* _The input_
start
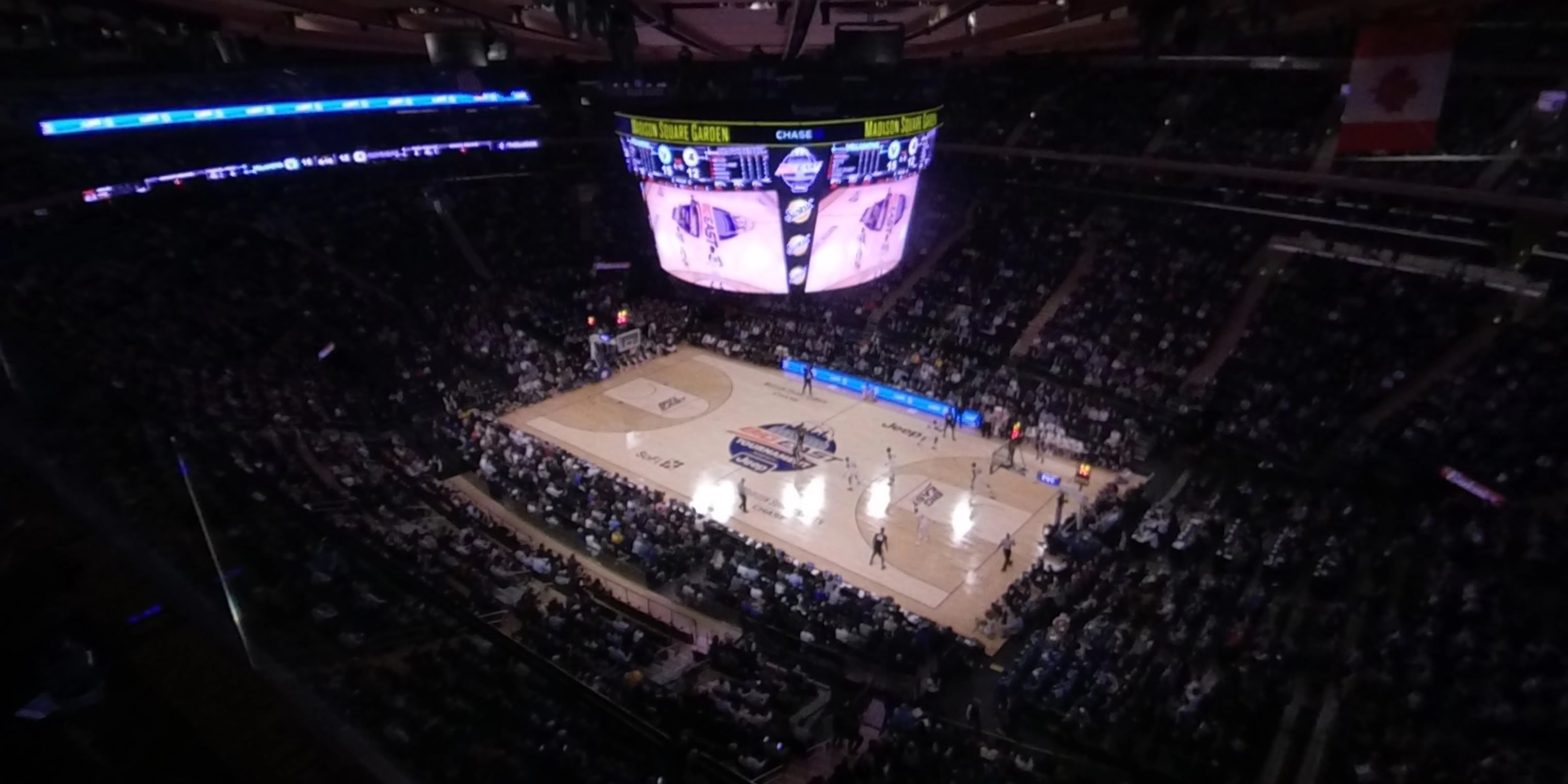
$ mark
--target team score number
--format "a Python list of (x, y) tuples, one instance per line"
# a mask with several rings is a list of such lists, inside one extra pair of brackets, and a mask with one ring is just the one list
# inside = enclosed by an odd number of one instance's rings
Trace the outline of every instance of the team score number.
[(679, 459), (665, 459), (665, 458), (660, 458), (659, 455), (649, 455), (646, 452), (638, 452), (637, 453), (637, 459), (652, 463), (652, 464), (659, 466), (660, 469), (679, 469), (681, 466), (685, 466), (685, 463), (682, 463)]

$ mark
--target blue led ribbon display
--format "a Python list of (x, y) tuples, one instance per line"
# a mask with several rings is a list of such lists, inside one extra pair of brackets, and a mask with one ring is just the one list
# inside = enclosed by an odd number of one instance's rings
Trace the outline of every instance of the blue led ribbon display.
[(361, 99), (284, 100), (278, 103), (241, 103), (212, 108), (171, 108), (130, 111), (99, 118), (56, 118), (38, 124), (44, 136), (71, 133), (102, 133), (108, 130), (158, 129), (198, 122), (229, 122), (235, 119), (295, 118), (304, 114), (340, 114), (348, 111), (400, 111), (411, 108), (483, 107), (492, 103), (530, 103), (525, 89), (510, 93), (428, 93), (419, 96), (378, 96)]
[[(792, 373), (797, 376), (806, 373), (806, 364), (801, 362), (800, 359), (786, 359), (779, 364), (779, 367), (786, 373)], [(828, 370), (822, 365), (817, 365), (817, 368), (811, 373), (811, 378), (814, 381), (822, 381), (823, 384), (828, 386), (848, 389), (850, 392), (855, 392), (858, 395), (864, 394), (866, 387), (870, 387), (877, 400), (886, 400), (889, 403), (897, 403), (905, 408), (913, 408), (914, 411), (919, 411), (922, 414), (930, 414), (933, 417), (946, 416), (947, 411), (953, 408), (949, 406), (947, 403), (942, 403), (941, 400), (916, 395), (914, 392), (905, 392), (902, 389), (884, 387), (875, 381), (867, 381), (864, 378), (851, 376), (848, 373), (839, 373), (837, 370)], [(980, 412), (963, 409), (958, 412), (958, 423), (966, 428), (978, 428)]]

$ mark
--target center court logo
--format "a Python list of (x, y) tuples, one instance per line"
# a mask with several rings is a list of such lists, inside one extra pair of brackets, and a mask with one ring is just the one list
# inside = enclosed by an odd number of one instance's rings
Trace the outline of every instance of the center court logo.
[(732, 430), (729, 461), (756, 474), (809, 470), (834, 458), (833, 428), (806, 425), (806, 448), (795, 459), (795, 425), (775, 423)]

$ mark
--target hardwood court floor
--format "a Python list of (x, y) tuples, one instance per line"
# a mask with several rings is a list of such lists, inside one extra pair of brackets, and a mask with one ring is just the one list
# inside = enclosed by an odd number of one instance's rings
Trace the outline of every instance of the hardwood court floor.
[[(939, 437), (925, 414), (826, 386), (801, 395), (798, 376), (690, 347), (513, 411), (505, 422), (963, 633), (974, 633), (975, 619), (1041, 555), (1058, 489), (1035, 472), (1073, 477), (1077, 467), (1021, 448), (1024, 474), (989, 474), (997, 441), (974, 431)], [(800, 423), (811, 434), (795, 461)], [(848, 459), (858, 464), (855, 486)], [(980, 469), (974, 488), (971, 466)], [(740, 511), (742, 478), (748, 511)], [(1083, 494), (1093, 497), (1115, 478), (1096, 470)], [(1077, 489), (1066, 494), (1063, 516), (1079, 506)], [(920, 513), (928, 519), (924, 541)], [(878, 528), (887, 532), (886, 568), (869, 563)], [(1007, 533), (1018, 547), (1004, 572), (999, 543)]]

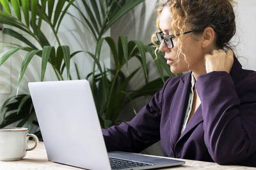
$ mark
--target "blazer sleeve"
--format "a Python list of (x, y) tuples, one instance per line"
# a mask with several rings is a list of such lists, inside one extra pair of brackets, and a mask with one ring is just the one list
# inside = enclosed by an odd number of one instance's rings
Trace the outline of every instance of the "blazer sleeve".
[(239, 164), (256, 150), (256, 76), (250, 77), (235, 87), (227, 72), (212, 71), (196, 83), (204, 141), (218, 164)]
[(102, 129), (108, 151), (139, 152), (160, 139), (162, 98), (169, 80), (132, 120)]

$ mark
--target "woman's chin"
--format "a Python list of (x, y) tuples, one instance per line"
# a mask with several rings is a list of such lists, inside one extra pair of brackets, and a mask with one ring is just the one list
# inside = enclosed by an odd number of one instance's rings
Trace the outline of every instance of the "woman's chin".
[(175, 66), (171, 66), (170, 67), (170, 69), (172, 73), (173, 74), (179, 74), (182, 72), (182, 71), (177, 69), (177, 67), (175, 67)]
[(179, 68), (175, 66), (171, 66), (170, 67), (170, 70), (172, 71), (172, 73), (173, 74), (179, 74), (179, 73), (181, 73), (183, 72), (186, 72), (186, 71), (189, 71), (189, 70), (188, 69), (180, 69)]

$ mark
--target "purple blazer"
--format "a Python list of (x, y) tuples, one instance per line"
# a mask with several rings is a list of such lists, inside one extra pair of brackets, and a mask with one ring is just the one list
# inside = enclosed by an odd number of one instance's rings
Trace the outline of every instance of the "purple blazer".
[(230, 74), (198, 76), (201, 104), (180, 134), (191, 73), (169, 78), (130, 122), (102, 129), (108, 151), (139, 152), (161, 140), (165, 156), (256, 167), (256, 72), (235, 58)]

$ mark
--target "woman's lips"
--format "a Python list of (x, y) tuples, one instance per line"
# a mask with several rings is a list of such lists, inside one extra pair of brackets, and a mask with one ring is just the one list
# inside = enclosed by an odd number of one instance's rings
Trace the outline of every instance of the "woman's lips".
[(172, 65), (174, 63), (173, 60), (167, 59), (167, 64)]

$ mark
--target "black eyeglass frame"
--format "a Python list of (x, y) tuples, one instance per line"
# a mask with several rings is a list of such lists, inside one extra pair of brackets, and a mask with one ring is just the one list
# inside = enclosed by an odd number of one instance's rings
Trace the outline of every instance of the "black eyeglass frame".
[[(197, 30), (197, 29), (196, 29), (196, 30), (189, 31), (187, 31), (187, 32), (184, 32), (184, 33), (183, 33), (183, 35), (184, 35), (184, 34), (188, 34), (188, 33), (190, 33), (190, 32), (192, 32), (198, 31), (198, 30)], [(161, 40), (158, 38), (157, 34), (160, 36), (161, 39)], [(173, 41), (172, 41), (172, 39), (173, 39), (173, 38), (177, 37), (177, 36), (180, 36), (180, 34), (176, 34), (176, 36), (173, 36), (173, 35), (169, 35), (169, 34), (164, 34), (164, 33), (163, 32), (163, 31), (161, 31), (161, 32), (156, 32), (156, 37), (157, 38), (158, 41), (159, 41), (159, 42), (160, 42), (160, 45), (161, 45), (161, 43), (162, 43), (162, 41), (164, 41), (165, 45), (166, 45), (166, 46), (167, 46), (168, 48), (173, 48), (174, 47), (174, 45), (173, 45)], [(168, 37), (169, 37), (170, 40), (171, 41), (172, 46), (168, 46), (168, 45), (167, 45), (167, 43), (165, 41), (165, 39), (164, 39), (164, 36), (167, 36)]]

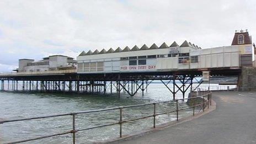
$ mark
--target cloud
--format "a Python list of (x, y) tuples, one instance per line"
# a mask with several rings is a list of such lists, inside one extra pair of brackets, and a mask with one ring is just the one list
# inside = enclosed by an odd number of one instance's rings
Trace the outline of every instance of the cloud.
[(174, 40), (203, 48), (230, 45), (241, 29), (255, 41), (255, 7), (254, 1), (239, 0), (3, 0), (0, 66), (22, 58), (75, 57), (83, 50)]

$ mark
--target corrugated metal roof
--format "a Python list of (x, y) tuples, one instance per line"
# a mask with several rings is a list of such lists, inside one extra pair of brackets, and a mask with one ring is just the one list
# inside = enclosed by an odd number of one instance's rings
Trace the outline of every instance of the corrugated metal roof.
[(148, 50), (148, 47), (146, 44), (144, 44), (141, 48), (140, 49), (140, 50)]
[(170, 45), (170, 47), (175, 47), (175, 46), (179, 46), (179, 45), (176, 42), (176, 41), (174, 41), (172, 45)]
[(126, 51), (130, 51), (131, 50), (131, 49), (130, 49), (130, 48), (126, 46), (126, 47), (125, 47), (125, 49), (124, 49), (124, 50), (122, 50), (122, 52), (126, 52)]
[(166, 49), (168, 48), (169, 46), (166, 44), (166, 42), (163, 42), (161, 46), (159, 47), (159, 49)]
[(113, 52), (114, 52), (113, 49), (110, 48), (109, 49), (109, 50), (108, 50), (108, 51), (106, 53), (109, 54), (109, 53), (112, 53)]
[(84, 51), (83, 51), (79, 56), (85, 56), (86, 55), (86, 52)]
[(132, 49), (131, 49), (131, 51), (137, 51), (140, 50), (140, 49), (137, 46), (137, 45), (135, 45)]
[(116, 50), (115, 50), (115, 51), (114, 51), (114, 52), (119, 52), (121, 51), (122, 51), (122, 49), (121, 49), (120, 47), (118, 47), (118, 49), (116, 49)]
[(87, 53), (86, 53), (86, 55), (87, 56), (87, 55), (90, 55), (93, 54), (93, 52), (92, 52), (91, 50), (89, 50), (87, 52)]
[(189, 42), (185, 40), (184, 42), (183, 42), (183, 43), (182, 43), (180, 47), (189, 47)]
[(90, 50), (88, 51), (87, 53), (86, 53), (85, 51), (83, 51), (79, 55), (80, 56), (86, 56), (90, 55), (97, 55), (97, 54), (110, 54), (113, 52), (127, 52), (127, 51), (138, 51), (138, 50), (153, 50), (157, 49), (167, 49), (170, 47), (191, 47), (195, 48), (195, 49), (201, 49), (200, 47), (196, 46), (195, 44), (192, 44), (190, 42), (188, 42), (186, 40), (185, 40), (183, 43), (180, 46), (179, 46), (176, 41), (174, 41), (170, 46), (168, 46), (166, 42), (163, 42), (160, 47), (158, 47), (156, 44), (153, 44), (150, 46), (150, 48), (146, 45), (144, 44), (140, 49), (139, 49), (137, 45), (135, 45), (132, 49), (130, 49), (127, 46), (126, 46), (123, 50), (122, 50), (120, 47), (118, 47), (115, 50), (114, 50), (112, 48), (109, 49), (109, 50), (106, 51), (105, 49), (103, 49), (100, 52), (99, 52), (98, 50), (95, 50), (93, 52)]
[(99, 53), (99, 54), (106, 54), (106, 51), (105, 50), (105, 49), (103, 49)]
[(156, 45), (156, 44), (153, 44), (150, 47), (150, 50), (153, 50), (153, 49), (158, 49), (159, 47), (157, 46), (157, 45)]
[(99, 54), (99, 51), (98, 50), (95, 50), (93, 53), (93, 55), (97, 55), (97, 54)]

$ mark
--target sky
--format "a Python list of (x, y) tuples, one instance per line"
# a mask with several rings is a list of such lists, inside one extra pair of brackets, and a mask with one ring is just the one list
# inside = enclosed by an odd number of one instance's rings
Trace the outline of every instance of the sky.
[(256, 1), (0, 1), (0, 72), (18, 60), (187, 40), (230, 45), (235, 30), (256, 43)]

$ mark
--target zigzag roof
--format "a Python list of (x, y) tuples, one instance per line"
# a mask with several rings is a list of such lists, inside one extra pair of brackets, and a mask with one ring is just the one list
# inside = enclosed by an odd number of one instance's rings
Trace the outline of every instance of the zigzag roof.
[(156, 44), (153, 44), (150, 47), (150, 50), (153, 50), (153, 49), (158, 49), (159, 47), (157, 46), (157, 45), (156, 45)]

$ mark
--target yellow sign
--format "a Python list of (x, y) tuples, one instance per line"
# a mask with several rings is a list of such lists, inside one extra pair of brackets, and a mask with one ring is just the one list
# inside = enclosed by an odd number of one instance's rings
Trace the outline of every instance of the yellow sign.
[(202, 81), (204, 82), (210, 81), (210, 71), (202, 71)]

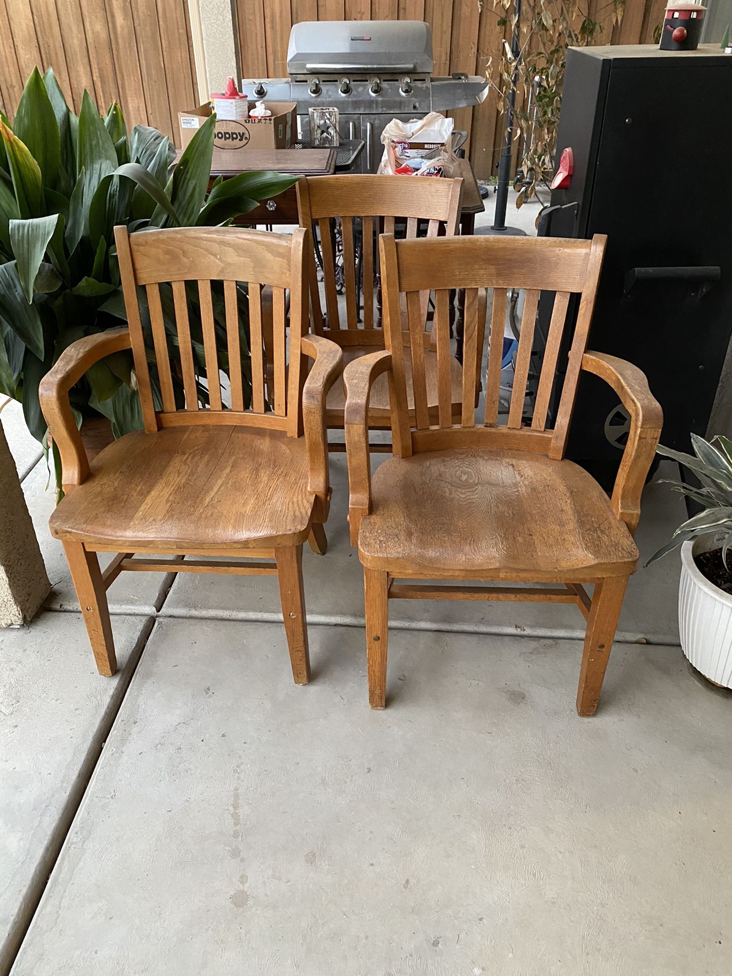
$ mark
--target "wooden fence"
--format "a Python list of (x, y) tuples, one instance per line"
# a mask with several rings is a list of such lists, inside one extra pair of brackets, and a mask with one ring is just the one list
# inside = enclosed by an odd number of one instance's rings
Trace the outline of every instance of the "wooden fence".
[[(611, 10), (590, 0), (590, 15)], [(432, 27), (435, 74), (483, 74), (508, 28), (492, 0), (235, 0), (245, 77), (284, 77), (290, 27), (299, 20), (416, 20)], [(647, 43), (664, 0), (626, 0), (620, 24), (605, 16), (597, 43)], [(128, 126), (153, 125), (178, 142), (177, 114), (198, 103), (186, 0), (0, 0), (0, 104), (15, 114), (33, 67), (53, 66), (78, 110), (86, 88), (101, 108), (117, 99)], [(495, 174), (502, 120), (495, 92), (451, 113), (470, 133), (478, 177)]]
[(116, 99), (128, 127), (178, 142), (178, 112), (198, 103), (186, 0), (0, 0), (0, 102), (13, 117), (35, 66), (53, 67), (78, 111), (87, 89)]
[[(598, 44), (644, 44), (661, 22), (664, 0), (626, 0), (613, 25), (607, 0), (590, 0), (590, 12), (606, 12)], [(432, 27), (434, 73), (484, 74), (509, 28), (499, 26), (492, 0), (236, 0), (242, 74), (245, 78), (287, 75), (290, 27), (300, 20), (427, 20)], [(596, 17), (594, 19), (597, 19)], [(495, 91), (481, 105), (449, 113), (456, 129), (467, 129), (476, 176), (495, 175), (503, 142)]]

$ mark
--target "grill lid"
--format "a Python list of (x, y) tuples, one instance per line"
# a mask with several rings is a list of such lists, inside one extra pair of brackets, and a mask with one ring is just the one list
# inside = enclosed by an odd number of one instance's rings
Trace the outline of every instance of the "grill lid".
[(432, 35), (422, 20), (302, 20), (290, 31), (290, 74), (431, 74), (432, 65)]

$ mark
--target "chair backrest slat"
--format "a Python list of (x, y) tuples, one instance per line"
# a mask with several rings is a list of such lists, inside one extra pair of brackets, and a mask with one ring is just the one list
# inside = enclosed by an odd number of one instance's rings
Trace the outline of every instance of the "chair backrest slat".
[[(485, 314), (485, 307), (483, 308)], [(465, 298), (465, 328), (463, 338), (463, 410), (461, 423), (463, 427), (473, 427), (475, 423), (475, 370), (472, 366), (478, 357), (478, 332), (480, 332), (480, 347), (483, 346), (483, 322), (478, 321), (478, 293), (470, 288)]]
[[(285, 320), (285, 290), (272, 289), (272, 321)], [(285, 332), (284, 329), (274, 329), (274, 413), (278, 417), (285, 414)]]
[[(561, 457), (569, 418), (574, 403), (582, 356), (587, 346), (605, 238), (591, 241), (550, 238), (456, 238), (454, 240), (416, 239), (396, 241), (382, 235), (381, 266), (384, 282), (385, 337), (391, 352), (393, 399), (391, 427), (396, 454), (455, 447), (504, 447), (509, 450), (538, 451)], [(507, 290), (524, 292), (520, 338), (515, 354), (512, 388), (502, 387)], [(425, 399), (424, 340), (425, 308), (421, 294), (434, 293), (433, 346), (437, 351), (437, 404), (427, 411)], [(449, 295), (464, 289), (463, 380), (459, 417), (455, 383), (445, 369), (449, 362)], [(482, 373), (483, 343), (486, 332), (488, 289), (492, 291), (488, 369), (485, 378), (485, 410), (476, 422)], [(541, 294), (555, 293), (551, 321), (547, 336), (543, 368), (534, 368), (536, 320)], [(579, 313), (567, 369), (561, 380), (559, 355), (570, 294), (580, 294)], [(408, 331), (402, 324), (401, 303), (406, 300)], [(512, 295), (513, 301), (513, 295)], [(405, 347), (405, 344), (406, 346)], [(409, 362), (412, 365), (414, 420), (410, 422), (405, 404)], [(534, 372), (532, 369), (534, 368)], [(535, 373), (539, 375), (536, 376)], [(531, 385), (529, 381), (531, 380)], [(550, 418), (553, 429), (547, 429), (553, 387), (561, 383), (558, 406)], [(536, 392), (531, 427), (525, 414)], [(559, 392), (559, 390), (557, 390)], [(501, 404), (506, 403), (506, 414)], [(431, 401), (430, 401), (431, 404)], [(411, 427), (411, 431), (410, 431)]]
[(409, 323), (410, 348), (412, 356), (412, 386), (414, 389), (414, 407), (418, 429), (425, 430), (429, 427), (427, 411), (427, 378), (425, 376), (425, 318), (419, 292), (407, 295), (407, 319)]
[(346, 289), (346, 320), (356, 320), (356, 261), (353, 250), (353, 218), (344, 217), (341, 221), (341, 236), (344, 251), (344, 287)]
[(307, 231), (116, 227), (115, 241), (145, 430), (224, 423), (302, 433)]
[(333, 249), (333, 228), (329, 218), (318, 221), (320, 230), (320, 253), (323, 257), (325, 284), (325, 309), (328, 314), (328, 328), (340, 329), (338, 314), (338, 292), (336, 291), (336, 255)]
[(231, 409), (244, 410), (244, 388), (241, 376), (241, 340), (239, 339), (239, 308), (236, 282), (224, 282), (224, 303), (226, 316), (226, 350), (228, 352), (228, 382), (231, 389)]
[(501, 398), (501, 366), (504, 359), (504, 330), (506, 328), (506, 289), (493, 289), (493, 309), (491, 310), (491, 332), (488, 340), (488, 372), (485, 380), (486, 427), (498, 423), (498, 408)]
[[(361, 278), (365, 282), (374, 280), (374, 218), (361, 218)], [(363, 290), (363, 327), (374, 328), (374, 289)]]
[(508, 427), (520, 427), (526, 399), (526, 382), (531, 366), (531, 350), (534, 347), (534, 326), (539, 310), (539, 292), (530, 288), (526, 292), (521, 315), (521, 338), (518, 340), (516, 365), (513, 370), (513, 391), (508, 411)]
[[(386, 176), (338, 176), (303, 178), (298, 182), (301, 226), (316, 232), (323, 271), (322, 291), (327, 310), (325, 328), (335, 342), (354, 345), (346, 333), (379, 330), (374, 292), (379, 287), (378, 260), (374, 255), (374, 233), (383, 226), (416, 239), (420, 234), (436, 237), (456, 233), (460, 218), (462, 180), (407, 179)], [(339, 223), (340, 222), (340, 223)], [(358, 235), (360, 234), (360, 260)], [(363, 316), (359, 321), (359, 292), (363, 290)], [(345, 309), (339, 312), (339, 292), (346, 294)], [(422, 303), (427, 319), (428, 289)], [(323, 331), (320, 286), (310, 275), (313, 329)], [(406, 315), (406, 305), (404, 306)], [(344, 321), (345, 319), (345, 321)], [(339, 330), (336, 333), (335, 330)], [(371, 345), (364, 340), (364, 345)]]
[(539, 378), (536, 403), (534, 404), (534, 417), (531, 421), (534, 430), (544, 430), (544, 426), (547, 423), (547, 412), (549, 410), (551, 389), (554, 385), (556, 362), (559, 357), (562, 336), (564, 335), (564, 322), (567, 318), (569, 299), (569, 292), (557, 292), (554, 296), (551, 321), (542, 360), (542, 375)]
[(163, 410), (175, 410), (176, 394), (173, 390), (173, 375), (170, 370), (168, 340), (165, 335), (163, 308), (160, 304), (160, 288), (157, 285), (145, 285), (145, 292), (147, 293), (147, 310), (150, 313), (152, 343), (155, 348), (155, 364), (157, 365), (160, 393), (163, 398)]
[(216, 325), (214, 324), (214, 305), (211, 301), (211, 282), (209, 280), (199, 280), (198, 301), (201, 305), (201, 331), (203, 332), (203, 352), (206, 357), (209, 404), (212, 410), (221, 410), (222, 383), (219, 377), (219, 353), (216, 348)]
[(173, 306), (176, 312), (178, 348), (181, 355), (181, 373), (183, 374), (183, 393), (185, 395), (185, 409), (198, 410), (198, 388), (196, 386), (193, 346), (190, 340), (188, 302), (185, 297), (184, 281), (173, 282)]
[(434, 326), (437, 351), (437, 413), (439, 426), (449, 427), (453, 423), (452, 372), (450, 350), (450, 296), (447, 292), (437, 292), (434, 300)]
[(249, 349), (252, 356), (252, 407), (264, 413), (264, 360), (262, 332), (262, 285), (249, 286)]

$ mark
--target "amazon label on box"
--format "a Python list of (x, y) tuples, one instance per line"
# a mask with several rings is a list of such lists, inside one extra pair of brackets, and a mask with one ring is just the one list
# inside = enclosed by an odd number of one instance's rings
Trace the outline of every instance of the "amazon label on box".
[[(272, 113), (264, 119), (217, 119), (214, 135), (214, 169), (236, 169), (242, 149), (287, 149), (297, 138), (297, 104), (294, 102), (266, 102)], [(191, 111), (179, 112), (181, 145), (184, 149), (211, 115), (206, 103)]]

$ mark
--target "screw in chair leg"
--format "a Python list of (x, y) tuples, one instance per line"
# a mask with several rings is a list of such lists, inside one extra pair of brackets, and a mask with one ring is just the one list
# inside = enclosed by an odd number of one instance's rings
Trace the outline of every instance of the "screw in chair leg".
[(325, 535), (325, 529), (323, 526), (317, 522), (310, 526), (310, 534), (307, 537), (307, 543), (317, 555), (325, 555), (328, 551), (328, 539)]
[(593, 715), (597, 710), (627, 586), (627, 576), (611, 576), (595, 584), (577, 690), (577, 713), (584, 717)]
[(84, 615), (97, 670), (100, 674), (109, 677), (117, 670), (117, 659), (114, 655), (109, 605), (100, 561), (96, 552), (89, 552), (84, 549), (83, 543), (66, 541), (63, 543), (63, 551), (66, 553), (71, 580)]
[(363, 570), (366, 597), (366, 654), (369, 672), (369, 705), (386, 705), (386, 648), (388, 643), (388, 578), (385, 570)]
[(303, 547), (285, 546), (275, 549), (274, 554), (292, 676), (296, 684), (307, 684), (310, 680), (310, 656), (303, 587)]

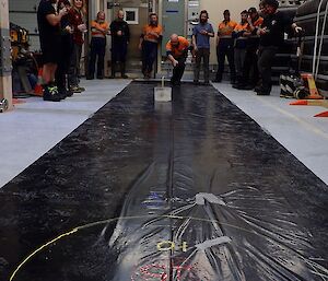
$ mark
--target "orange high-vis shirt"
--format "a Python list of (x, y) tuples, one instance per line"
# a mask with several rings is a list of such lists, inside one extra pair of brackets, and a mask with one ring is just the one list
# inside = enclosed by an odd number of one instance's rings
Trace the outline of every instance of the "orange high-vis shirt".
end
* _What this task involves_
Reproduce the records from their start through the line containing "463), (682, 463)]", with "team score number" changed to "scoreboard digits" wherever it occurs and everything else left unchanged. Do not include the pictures.

* _Task solution_
$ mark
--target scoreboard digits
--format "a Python list of (x, y) tuples, one instance per line"
# a mask with several rings is a list of such lists, inside one extra pair of brackets, and a mask with one ring is just the one list
# inside = enclosed by an odd number of one instance's rings
Trace the outline of every instance of the scoreboard digits.
[(679, 459), (665, 459), (665, 458), (660, 458), (659, 455), (649, 455), (646, 452), (638, 452), (637, 453), (637, 459), (652, 463), (652, 464), (659, 466), (660, 469), (679, 469), (681, 466), (685, 466), (685, 463), (682, 463)]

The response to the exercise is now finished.